* [Input material]:
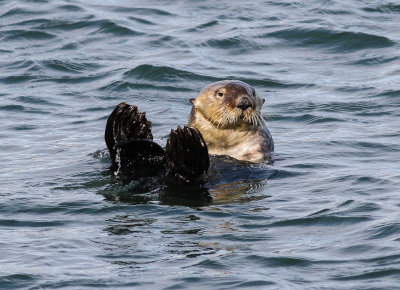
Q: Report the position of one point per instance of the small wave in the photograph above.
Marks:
(280, 261)
(386, 9)
(69, 66)
(70, 8)
(122, 86)
(337, 41)
(114, 28)
(370, 61)
(13, 35)
(163, 74)
(331, 220)
(21, 12)
(371, 275)
(144, 11)
(205, 25)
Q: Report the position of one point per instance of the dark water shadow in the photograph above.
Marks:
(227, 181)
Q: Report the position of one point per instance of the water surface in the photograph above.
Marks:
(326, 214)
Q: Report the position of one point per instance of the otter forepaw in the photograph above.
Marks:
(125, 123)
(187, 155)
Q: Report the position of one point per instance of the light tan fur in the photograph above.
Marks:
(227, 127)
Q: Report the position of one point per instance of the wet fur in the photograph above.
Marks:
(227, 129)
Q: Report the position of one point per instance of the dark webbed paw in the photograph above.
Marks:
(126, 122)
(138, 157)
(187, 155)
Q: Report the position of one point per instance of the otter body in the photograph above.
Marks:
(225, 120)
(227, 113)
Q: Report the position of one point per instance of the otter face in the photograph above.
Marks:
(229, 103)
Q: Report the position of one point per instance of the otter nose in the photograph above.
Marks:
(244, 103)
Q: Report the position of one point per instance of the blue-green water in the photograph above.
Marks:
(325, 215)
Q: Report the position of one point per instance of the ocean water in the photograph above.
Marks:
(324, 215)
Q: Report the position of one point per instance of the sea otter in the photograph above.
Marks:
(227, 113)
(225, 120)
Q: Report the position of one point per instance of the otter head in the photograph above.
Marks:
(229, 103)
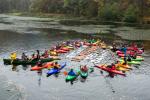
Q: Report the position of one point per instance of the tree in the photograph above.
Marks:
(131, 14)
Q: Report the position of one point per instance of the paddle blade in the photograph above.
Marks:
(65, 73)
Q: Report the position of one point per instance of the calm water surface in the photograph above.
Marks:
(26, 34)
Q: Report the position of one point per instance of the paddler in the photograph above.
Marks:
(39, 63)
(45, 53)
(129, 58)
(13, 56)
(33, 56)
(84, 68)
(24, 57)
(114, 47)
(56, 65)
(124, 49)
(71, 73)
(112, 66)
(38, 54)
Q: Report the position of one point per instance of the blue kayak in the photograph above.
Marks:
(55, 71)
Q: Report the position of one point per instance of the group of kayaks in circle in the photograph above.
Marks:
(127, 56)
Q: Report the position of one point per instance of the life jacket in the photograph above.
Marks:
(13, 56)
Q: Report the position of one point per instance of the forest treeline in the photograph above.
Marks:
(107, 10)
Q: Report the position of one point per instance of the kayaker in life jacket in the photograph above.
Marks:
(134, 55)
(56, 65)
(39, 63)
(113, 66)
(24, 57)
(125, 60)
(124, 49)
(71, 73)
(114, 47)
(45, 54)
(129, 58)
(38, 54)
(13, 56)
(33, 56)
(84, 68)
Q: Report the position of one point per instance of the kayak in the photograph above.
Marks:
(128, 52)
(55, 71)
(121, 69)
(124, 66)
(131, 62)
(137, 49)
(122, 55)
(103, 67)
(47, 65)
(61, 51)
(53, 53)
(27, 62)
(70, 47)
(84, 75)
(71, 78)
(137, 59)
(65, 49)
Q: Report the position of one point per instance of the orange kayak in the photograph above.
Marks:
(47, 65)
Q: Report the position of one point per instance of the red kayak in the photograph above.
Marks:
(110, 70)
(36, 68)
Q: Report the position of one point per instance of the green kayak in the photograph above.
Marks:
(27, 62)
(131, 62)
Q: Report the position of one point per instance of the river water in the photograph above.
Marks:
(27, 34)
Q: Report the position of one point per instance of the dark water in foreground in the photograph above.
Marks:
(29, 85)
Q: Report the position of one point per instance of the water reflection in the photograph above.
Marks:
(40, 75)
(25, 67)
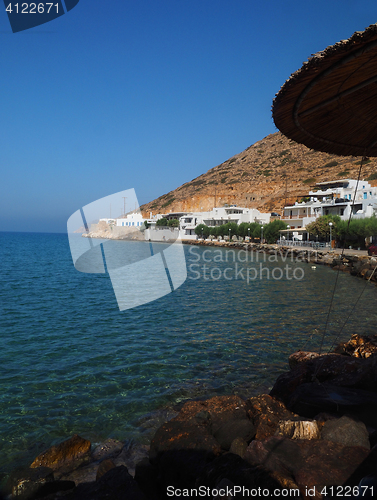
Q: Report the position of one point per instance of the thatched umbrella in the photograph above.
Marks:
(330, 104)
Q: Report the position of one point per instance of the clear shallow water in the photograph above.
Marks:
(72, 363)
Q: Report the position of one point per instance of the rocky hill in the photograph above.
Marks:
(267, 175)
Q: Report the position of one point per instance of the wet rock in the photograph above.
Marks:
(83, 474)
(310, 399)
(336, 369)
(233, 429)
(131, 454)
(298, 429)
(277, 454)
(108, 449)
(116, 484)
(26, 482)
(265, 412)
(300, 357)
(346, 432)
(181, 468)
(66, 456)
(104, 467)
(180, 435)
(359, 346)
(238, 447)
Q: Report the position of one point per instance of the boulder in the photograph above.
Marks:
(301, 357)
(108, 449)
(238, 447)
(66, 456)
(346, 432)
(359, 346)
(316, 463)
(265, 412)
(116, 484)
(229, 431)
(335, 369)
(26, 482)
(278, 454)
(104, 467)
(146, 476)
(298, 429)
(231, 470)
(310, 399)
(181, 468)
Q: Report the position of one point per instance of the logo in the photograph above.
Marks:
(140, 271)
(25, 15)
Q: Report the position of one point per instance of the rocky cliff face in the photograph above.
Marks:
(267, 175)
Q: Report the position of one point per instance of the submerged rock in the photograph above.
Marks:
(298, 429)
(66, 456)
(360, 346)
(266, 412)
(27, 482)
(116, 484)
(346, 432)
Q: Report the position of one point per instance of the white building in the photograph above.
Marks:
(132, 219)
(333, 198)
(219, 216)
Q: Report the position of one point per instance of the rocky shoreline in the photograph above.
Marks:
(314, 434)
(362, 266)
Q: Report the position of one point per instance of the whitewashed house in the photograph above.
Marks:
(219, 216)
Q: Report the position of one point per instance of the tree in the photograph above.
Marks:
(173, 223)
(162, 222)
(230, 229)
(271, 231)
(320, 227)
(202, 229)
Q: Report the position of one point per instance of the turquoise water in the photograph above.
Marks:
(73, 363)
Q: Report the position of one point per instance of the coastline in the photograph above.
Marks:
(296, 437)
(131, 453)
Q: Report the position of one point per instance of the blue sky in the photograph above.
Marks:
(145, 94)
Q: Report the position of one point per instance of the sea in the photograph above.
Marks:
(72, 362)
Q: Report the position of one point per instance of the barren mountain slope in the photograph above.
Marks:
(268, 174)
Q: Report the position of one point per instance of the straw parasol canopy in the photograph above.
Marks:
(330, 104)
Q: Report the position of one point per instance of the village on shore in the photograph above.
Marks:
(333, 200)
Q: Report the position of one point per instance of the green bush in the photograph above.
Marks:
(330, 164)
(162, 222)
(173, 223)
(311, 180)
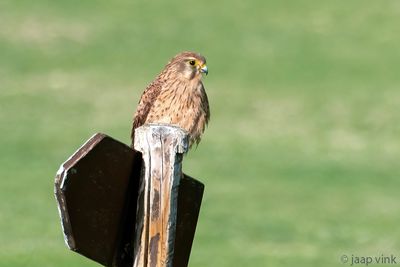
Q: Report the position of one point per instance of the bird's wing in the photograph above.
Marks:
(147, 100)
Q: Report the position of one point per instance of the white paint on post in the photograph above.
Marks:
(162, 147)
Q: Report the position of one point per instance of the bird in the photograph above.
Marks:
(177, 96)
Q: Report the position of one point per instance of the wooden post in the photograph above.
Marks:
(162, 147)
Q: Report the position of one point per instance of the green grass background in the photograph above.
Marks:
(300, 160)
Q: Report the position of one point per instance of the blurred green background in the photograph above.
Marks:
(300, 160)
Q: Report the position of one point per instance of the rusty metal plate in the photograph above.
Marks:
(97, 191)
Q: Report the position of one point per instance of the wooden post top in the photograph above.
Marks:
(150, 131)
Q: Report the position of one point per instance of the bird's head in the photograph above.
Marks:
(189, 65)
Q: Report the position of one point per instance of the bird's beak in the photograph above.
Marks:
(204, 69)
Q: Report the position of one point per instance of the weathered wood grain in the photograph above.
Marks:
(162, 148)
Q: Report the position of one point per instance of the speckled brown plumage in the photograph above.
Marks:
(177, 96)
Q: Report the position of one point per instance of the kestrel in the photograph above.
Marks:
(177, 96)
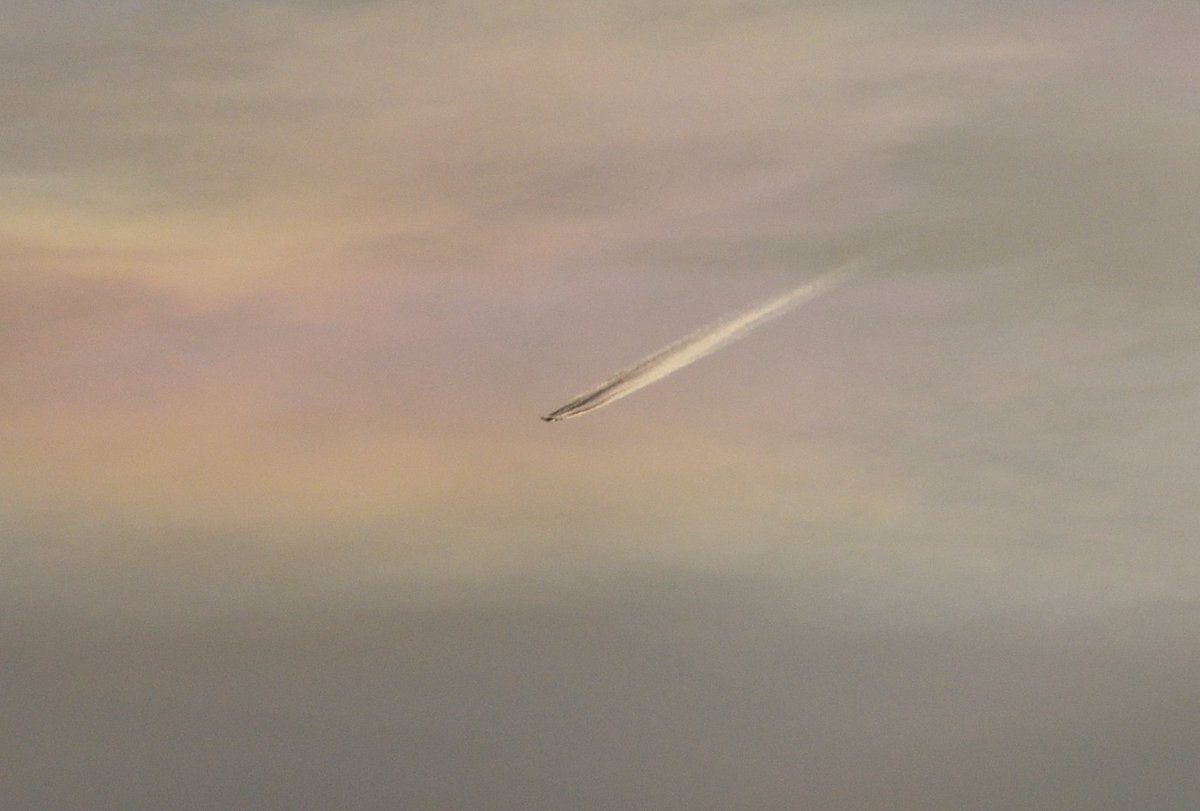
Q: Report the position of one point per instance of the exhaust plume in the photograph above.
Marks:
(700, 343)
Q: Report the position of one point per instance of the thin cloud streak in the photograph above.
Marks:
(701, 343)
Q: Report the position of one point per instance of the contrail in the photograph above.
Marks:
(700, 343)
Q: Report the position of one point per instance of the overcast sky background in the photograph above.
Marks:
(285, 287)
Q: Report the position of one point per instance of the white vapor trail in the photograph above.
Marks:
(699, 344)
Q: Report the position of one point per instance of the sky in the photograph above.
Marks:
(286, 286)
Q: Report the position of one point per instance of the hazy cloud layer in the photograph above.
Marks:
(286, 284)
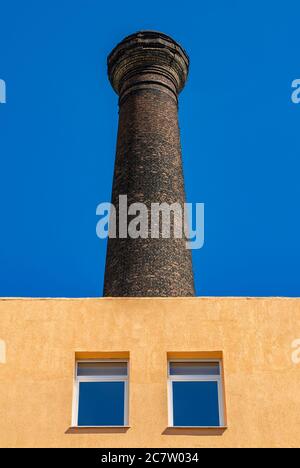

* [Work required]: Your answer must be the lines above from the one containing "hill in the photograph above." to the one containing "wet rock in the photograph above.", both included, restated word for word.

* [Solution]:
Q: Report the position of one point per instance of the rocky hill in the photograph above.
Marks:
(267, 175)
Q: Report the position of one point per instance of the wet rock in the photograph above.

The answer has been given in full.